# Dataset entries:
-=-=-=-=-
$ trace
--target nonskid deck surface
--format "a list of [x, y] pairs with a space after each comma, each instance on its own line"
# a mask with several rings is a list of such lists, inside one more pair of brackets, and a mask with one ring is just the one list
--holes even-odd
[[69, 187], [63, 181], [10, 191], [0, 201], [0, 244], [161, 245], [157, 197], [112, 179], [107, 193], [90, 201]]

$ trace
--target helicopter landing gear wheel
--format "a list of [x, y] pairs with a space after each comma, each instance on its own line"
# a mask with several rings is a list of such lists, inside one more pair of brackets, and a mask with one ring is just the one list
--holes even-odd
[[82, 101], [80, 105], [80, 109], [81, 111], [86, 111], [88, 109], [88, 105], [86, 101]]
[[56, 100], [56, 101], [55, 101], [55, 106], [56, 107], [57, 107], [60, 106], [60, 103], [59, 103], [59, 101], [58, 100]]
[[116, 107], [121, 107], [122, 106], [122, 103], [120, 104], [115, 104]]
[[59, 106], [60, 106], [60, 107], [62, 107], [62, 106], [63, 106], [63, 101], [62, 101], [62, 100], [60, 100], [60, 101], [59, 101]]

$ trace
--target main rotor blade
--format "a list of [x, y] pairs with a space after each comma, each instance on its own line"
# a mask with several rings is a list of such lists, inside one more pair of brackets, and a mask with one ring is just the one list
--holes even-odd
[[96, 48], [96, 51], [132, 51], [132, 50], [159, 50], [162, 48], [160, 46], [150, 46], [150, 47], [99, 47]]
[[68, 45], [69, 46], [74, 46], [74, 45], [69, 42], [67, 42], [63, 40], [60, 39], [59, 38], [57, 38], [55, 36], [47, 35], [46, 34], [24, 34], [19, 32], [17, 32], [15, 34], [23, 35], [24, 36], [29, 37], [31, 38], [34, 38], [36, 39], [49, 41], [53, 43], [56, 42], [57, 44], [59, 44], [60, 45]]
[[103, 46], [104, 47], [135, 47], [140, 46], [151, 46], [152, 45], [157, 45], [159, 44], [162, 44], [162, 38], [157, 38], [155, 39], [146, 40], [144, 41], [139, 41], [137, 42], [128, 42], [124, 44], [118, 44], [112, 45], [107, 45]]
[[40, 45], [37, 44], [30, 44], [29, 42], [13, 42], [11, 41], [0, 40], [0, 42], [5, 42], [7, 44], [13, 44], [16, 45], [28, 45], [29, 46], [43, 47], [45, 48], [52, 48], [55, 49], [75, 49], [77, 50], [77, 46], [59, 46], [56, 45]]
-=-=-=-=-
# GIVEN EXERCISE:
Duplicate every one of the records above line for line, without altering a single character.

# RESULT OF THIS EXERCISE:
$ trace
--target nonskid deck surface
--format "a list of [x, y] pairs with a space after each comma, each instance on its own line"
# a mask with several rings is a list of such lists, inside one more pair of brackets, and a mask with one ring is just the one list
--holes even-odd
[[69, 187], [63, 181], [10, 191], [0, 201], [0, 244], [161, 245], [157, 197], [112, 179], [107, 193], [90, 201]]

$ trace
--target helicopter landing gear wheel
--format "a list of [x, y] pairs with a space after each comma, each instance on its own line"
# a mask with several rings is a list of such lists, inside one more pair of brackets, and a mask with one ring is just the one list
--holes even-odd
[[82, 101], [80, 105], [80, 109], [81, 111], [86, 111], [88, 109], [88, 105], [86, 101]]
[[56, 100], [56, 101], [55, 101], [55, 106], [56, 107], [57, 107], [60, 106], [60, 103], [59, 103], [59, 101], [58, 100]]
[[116, 107], [121, 107], [122, 106], [122, 103], [120, 104], [115, 104]]
[[59, 106], [60, 106], [60, 107], [62, 107], [62, 106], [63, 106], [63, 101], [62, 101], [62, 100], [60, 100], [60, 101], [59, 101]]

$ trace
--target main rotor blade
--format "a list of [x, y] pairs with a space after each comma, each instance on its own line"
# a mask with several rings is a list of such lists, inside one more pair of brackets, and a mask with one ring is just the one list
--holes even-odd
[[96, 48], [96, 51], [132, 51], [132, 50], [159, 50], [162, 48], [160, 46], [150, 46], [150, 47], [99, 47]]
[[68, 45], [69, 46], [74, 46], [74, 45], [69, 42], [67, 42], [63, 40], [60, 39], [59, 38], [57, 38], [55, 36], [47, 35], [46, 34], [24, 34], [19, 32], [17, 32], [15, 34], [23, 35], [24, 36], [29, 37], [31, 38], [34, 38], [36, 39], [49, 41], [53, 43], [56, 42], [57, 44], [59, 44], [60, 45]]
[[103, 46], [104, 47], [135, 47], [140, 46], [151, 46], [152, 45], [157, 45], [159, 44], [162, 44], [162, 38], [157, 38], [155, 39], [146, 40], [144, 41], [139, 41], [137, 42], [128, 42], [124, 44], [118, 44], [112, 45], [107, 45]]
[[40, 45], [37, 44], [30, 44], [29, 42], [13, 42], [11, 41], [0, 40], [0, 42], [5, 42], [7, 44], [13, 44], [16, 45], [28, 45], [29, 46], [43, 47], [45, 48], [52, 48], [55, 49], [75, 49], [77, 50], [77, 46], [59, 46], [56, 45]]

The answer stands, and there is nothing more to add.